▶ WHAT TO PRODUCE: Reproduce the part of the SQL Server thread from "Best Answer" up to and including "plan avoiding sorts.", word for word.

▶ DOCUMENT EXCERPT:

#####

The above function works, but I would like to know if it can be improved. In particular, is it possible to force SQL Server to stop processing the SELECT statements after the first SELECT that returns a result-set (because we're interested in the first matching result only – TOP 1)?

Update

Thank you for suggestions thus far. I will add a [Priority] column as suggested in several answers and comments and an ORDER BY clause to ensure I get the top result.

I will also add a WITH SCHEMABINDING to the TVFN so SQL Server can parallelise the plan. While we're on this subject, the using a multi-statement table-valued function is a good idea (Thank you to Paul White), but multi-statement TVFN's always force a serial plan.

I will now try Lennart's answer, in which he suggested using a CTE.

Best Answer

If you must use a single query (as required by a single inline function), you can use one of the two options below (illustrated in my recent answer to Relating 2 tables with possible wildcards?):

Option 1

Use multiple APPLY clauses with a startup condition for each using an outer reference from a previous apply in the chain. The efficiency of this method depends on the presence of startup filters in the execution plan. Correct results are guaranteed, but plan shape is not.

Option 2

Add an extra column with a constant literal to each clause of the union e.g. [Priority] = 1 then add an ORDER BY [Priority] ASC at the TOP (1) scope. Efficient operation depends on the plan avoiding sorts.

On reflection, this is not what you want in this case, because one row from each option is required by the merge concatenation in the plan. Nevertheless, it is an option in more general situations (where the alternate inputs produce more than one row, and the first row at low cost).


In addition:

Option 3

Since you're only returning a single row, you could use a multi-statement table-valued function instead, with explicit logic to try each option in order (in separate queries), returning as soon as the first result is found. This is guaranteed to produce correct results efficiently.

Note

The current function is tecnhically nondeterministic; SQL Server could evaluate the union all in any order it chooses, potentially returning a lower-priority result before evaluating a higher priority one.

#####

▶ PROVIDED DATA:
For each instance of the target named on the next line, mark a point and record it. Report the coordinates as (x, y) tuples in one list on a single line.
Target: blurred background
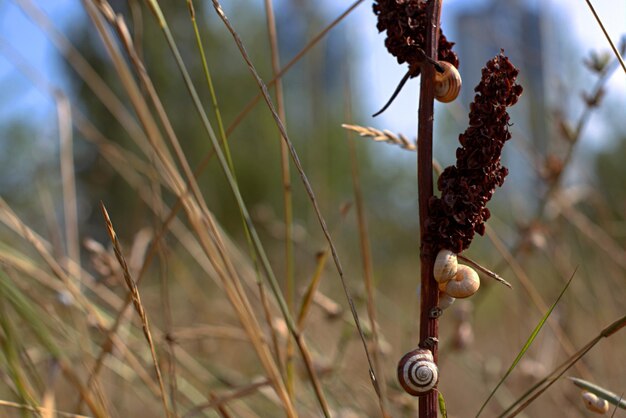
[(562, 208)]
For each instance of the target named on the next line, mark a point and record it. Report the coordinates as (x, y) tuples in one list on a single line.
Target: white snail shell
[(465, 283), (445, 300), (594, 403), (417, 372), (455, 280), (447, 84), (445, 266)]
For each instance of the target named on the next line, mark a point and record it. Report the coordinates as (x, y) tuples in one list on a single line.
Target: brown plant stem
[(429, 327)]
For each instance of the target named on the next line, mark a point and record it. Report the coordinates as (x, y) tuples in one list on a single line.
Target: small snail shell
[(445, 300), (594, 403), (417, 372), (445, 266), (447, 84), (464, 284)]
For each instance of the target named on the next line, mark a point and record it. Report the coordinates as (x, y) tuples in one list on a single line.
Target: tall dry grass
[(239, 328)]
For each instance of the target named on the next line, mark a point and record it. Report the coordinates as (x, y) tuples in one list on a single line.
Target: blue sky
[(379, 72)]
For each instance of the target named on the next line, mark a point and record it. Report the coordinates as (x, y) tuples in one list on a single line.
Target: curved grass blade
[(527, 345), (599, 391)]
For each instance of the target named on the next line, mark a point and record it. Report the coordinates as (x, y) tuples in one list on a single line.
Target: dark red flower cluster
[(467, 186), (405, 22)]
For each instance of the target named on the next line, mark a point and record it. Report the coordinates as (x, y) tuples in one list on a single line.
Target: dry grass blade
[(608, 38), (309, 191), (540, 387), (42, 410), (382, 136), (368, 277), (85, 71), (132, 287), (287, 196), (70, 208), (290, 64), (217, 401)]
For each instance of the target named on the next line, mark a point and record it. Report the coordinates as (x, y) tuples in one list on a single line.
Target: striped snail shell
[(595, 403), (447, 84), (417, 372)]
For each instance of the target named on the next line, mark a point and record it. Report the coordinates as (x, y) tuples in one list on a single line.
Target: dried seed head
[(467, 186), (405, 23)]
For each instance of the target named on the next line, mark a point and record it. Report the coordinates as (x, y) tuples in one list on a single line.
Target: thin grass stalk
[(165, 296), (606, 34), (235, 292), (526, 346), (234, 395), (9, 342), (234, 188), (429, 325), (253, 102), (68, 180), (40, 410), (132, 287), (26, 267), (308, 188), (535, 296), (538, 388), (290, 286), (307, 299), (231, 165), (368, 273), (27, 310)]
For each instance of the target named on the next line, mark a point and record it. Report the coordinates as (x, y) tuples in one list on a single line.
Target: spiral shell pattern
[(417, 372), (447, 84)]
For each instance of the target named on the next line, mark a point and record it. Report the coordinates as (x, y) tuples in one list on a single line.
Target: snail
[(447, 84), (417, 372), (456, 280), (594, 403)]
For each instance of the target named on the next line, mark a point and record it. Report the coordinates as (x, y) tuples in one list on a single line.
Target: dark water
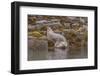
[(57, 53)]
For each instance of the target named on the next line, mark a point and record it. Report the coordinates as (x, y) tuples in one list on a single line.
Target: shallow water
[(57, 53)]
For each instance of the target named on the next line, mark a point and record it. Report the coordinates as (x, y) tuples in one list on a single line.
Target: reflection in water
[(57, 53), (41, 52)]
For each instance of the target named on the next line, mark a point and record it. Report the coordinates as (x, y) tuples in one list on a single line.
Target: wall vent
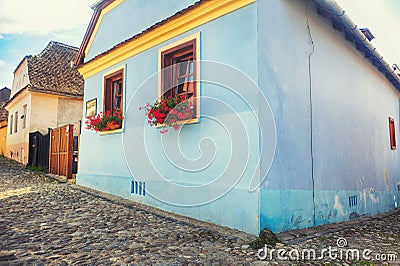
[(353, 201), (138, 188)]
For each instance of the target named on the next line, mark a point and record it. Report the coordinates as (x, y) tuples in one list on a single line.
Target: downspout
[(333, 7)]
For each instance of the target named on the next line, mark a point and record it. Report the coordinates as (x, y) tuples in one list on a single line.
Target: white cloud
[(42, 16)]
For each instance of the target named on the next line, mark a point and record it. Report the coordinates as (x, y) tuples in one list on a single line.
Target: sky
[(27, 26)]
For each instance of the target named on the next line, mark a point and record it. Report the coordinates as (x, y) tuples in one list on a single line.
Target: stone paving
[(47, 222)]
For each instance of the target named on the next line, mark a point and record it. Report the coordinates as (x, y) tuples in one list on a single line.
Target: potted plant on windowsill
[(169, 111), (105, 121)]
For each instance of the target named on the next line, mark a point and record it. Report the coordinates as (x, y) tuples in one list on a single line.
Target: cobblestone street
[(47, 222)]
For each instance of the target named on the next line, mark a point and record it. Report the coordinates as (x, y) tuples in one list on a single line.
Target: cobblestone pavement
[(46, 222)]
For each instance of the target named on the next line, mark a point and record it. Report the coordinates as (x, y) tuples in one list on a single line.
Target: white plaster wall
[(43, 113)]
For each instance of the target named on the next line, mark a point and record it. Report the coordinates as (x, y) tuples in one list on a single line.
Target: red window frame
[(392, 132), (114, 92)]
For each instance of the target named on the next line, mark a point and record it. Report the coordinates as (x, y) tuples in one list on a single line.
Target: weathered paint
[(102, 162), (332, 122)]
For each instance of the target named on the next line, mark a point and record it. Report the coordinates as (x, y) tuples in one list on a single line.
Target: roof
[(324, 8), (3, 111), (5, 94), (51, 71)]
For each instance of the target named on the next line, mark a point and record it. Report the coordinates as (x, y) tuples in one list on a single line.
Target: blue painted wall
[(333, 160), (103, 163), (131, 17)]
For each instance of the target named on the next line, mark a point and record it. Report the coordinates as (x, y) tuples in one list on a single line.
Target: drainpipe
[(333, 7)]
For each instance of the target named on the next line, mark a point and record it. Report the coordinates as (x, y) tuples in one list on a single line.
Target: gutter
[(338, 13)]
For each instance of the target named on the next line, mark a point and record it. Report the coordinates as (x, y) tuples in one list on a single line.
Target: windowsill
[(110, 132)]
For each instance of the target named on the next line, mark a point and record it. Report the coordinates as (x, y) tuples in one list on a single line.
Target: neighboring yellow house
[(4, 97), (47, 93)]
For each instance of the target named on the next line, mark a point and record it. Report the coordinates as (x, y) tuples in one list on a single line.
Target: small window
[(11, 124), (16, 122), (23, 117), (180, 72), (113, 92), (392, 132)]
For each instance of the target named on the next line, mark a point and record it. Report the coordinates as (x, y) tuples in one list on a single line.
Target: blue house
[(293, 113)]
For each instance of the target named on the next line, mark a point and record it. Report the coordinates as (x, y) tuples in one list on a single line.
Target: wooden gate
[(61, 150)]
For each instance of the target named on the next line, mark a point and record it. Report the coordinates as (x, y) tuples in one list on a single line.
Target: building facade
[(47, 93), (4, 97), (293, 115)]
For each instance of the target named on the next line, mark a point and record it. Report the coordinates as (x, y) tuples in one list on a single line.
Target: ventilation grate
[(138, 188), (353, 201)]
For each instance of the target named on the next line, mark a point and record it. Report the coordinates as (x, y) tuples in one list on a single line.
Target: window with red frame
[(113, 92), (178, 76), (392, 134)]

#####

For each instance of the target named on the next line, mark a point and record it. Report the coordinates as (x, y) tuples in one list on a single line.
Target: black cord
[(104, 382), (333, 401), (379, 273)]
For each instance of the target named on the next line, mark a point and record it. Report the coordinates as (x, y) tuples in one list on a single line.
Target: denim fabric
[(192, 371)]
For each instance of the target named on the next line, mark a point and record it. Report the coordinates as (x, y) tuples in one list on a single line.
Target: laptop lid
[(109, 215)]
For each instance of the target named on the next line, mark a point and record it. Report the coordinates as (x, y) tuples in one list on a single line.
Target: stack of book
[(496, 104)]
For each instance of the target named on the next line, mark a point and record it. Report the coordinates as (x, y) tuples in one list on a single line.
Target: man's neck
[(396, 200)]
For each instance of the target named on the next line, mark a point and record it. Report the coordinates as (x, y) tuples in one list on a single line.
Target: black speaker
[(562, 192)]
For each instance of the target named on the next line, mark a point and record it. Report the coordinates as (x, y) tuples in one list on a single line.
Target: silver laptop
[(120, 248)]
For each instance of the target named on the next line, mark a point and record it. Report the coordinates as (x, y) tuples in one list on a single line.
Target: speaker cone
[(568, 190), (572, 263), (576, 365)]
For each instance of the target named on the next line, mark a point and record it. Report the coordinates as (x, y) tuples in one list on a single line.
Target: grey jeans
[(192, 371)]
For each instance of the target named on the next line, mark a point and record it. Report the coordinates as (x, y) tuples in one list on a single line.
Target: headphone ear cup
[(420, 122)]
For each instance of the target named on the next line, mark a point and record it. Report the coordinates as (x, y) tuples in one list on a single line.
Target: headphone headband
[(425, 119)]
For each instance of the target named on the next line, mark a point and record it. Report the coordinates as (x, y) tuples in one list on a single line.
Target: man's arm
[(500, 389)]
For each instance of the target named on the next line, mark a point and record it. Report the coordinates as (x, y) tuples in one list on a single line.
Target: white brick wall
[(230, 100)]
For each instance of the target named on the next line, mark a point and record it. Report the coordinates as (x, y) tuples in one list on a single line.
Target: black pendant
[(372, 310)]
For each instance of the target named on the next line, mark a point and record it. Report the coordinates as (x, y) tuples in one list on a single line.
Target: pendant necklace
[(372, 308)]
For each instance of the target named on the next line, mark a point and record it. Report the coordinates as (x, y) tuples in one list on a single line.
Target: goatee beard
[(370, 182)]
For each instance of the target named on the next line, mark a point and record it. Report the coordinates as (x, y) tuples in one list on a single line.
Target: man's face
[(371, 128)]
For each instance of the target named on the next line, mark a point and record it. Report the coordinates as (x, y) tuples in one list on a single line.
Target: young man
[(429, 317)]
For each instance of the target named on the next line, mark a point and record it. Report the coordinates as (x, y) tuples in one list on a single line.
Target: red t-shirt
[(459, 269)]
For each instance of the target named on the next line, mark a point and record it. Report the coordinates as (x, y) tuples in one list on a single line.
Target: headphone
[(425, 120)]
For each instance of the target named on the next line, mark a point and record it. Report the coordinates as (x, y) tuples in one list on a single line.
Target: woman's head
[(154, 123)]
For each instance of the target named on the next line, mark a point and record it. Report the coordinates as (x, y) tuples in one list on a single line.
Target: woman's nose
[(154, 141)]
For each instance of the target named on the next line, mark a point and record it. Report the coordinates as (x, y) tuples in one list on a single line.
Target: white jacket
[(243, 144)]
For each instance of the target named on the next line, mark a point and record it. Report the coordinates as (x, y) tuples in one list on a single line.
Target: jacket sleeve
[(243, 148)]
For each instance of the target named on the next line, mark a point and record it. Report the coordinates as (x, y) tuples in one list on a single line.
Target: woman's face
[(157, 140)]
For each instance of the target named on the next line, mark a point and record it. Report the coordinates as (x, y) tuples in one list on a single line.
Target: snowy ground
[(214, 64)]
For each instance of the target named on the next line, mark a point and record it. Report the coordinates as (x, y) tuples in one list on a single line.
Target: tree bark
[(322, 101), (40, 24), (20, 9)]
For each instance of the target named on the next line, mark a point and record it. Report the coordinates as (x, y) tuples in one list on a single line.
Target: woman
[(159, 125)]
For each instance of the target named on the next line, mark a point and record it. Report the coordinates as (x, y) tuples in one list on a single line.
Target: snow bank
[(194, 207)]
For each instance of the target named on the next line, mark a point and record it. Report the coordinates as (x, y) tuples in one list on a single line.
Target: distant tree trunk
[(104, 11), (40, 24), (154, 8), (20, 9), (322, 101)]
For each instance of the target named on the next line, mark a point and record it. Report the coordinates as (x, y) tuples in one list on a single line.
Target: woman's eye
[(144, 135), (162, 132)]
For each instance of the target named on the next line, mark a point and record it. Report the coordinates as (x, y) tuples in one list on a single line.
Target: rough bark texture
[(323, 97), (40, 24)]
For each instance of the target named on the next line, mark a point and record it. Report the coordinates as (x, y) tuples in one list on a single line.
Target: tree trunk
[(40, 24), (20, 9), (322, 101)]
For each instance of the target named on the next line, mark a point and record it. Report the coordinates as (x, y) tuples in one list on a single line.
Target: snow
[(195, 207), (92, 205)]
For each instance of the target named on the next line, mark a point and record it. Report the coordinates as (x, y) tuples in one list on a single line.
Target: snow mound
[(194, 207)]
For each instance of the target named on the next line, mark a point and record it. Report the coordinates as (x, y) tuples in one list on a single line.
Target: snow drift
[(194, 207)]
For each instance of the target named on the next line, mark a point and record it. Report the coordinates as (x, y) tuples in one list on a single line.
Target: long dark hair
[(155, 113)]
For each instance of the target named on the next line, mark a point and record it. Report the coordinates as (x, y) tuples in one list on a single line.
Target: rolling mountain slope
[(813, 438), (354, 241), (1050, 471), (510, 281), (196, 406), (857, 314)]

#####

▶ CORRECT RESPONSE:
Best Answer

If you must use a single query (as required by a single inline function), you can use one of the two options below (illustrated in my recent answer to Relating 2 tables with possible wildcards?):

Option 1

Use multiple APPLY clauses with a startup condition for each using an outer reference from a previous apply in the chain. The efficiency of this method depends on the presence of startup filters in the execution plan. Correct results are guaranteed, but plan shape is not.

Option 2

Add an extra column with a constant literal to each clause of the union e.g. [Priority] = 1 then add an ORDER BY [Priority] ASC at the TOP (1) scope. Efficient operation depends on the plan avoiding sorts.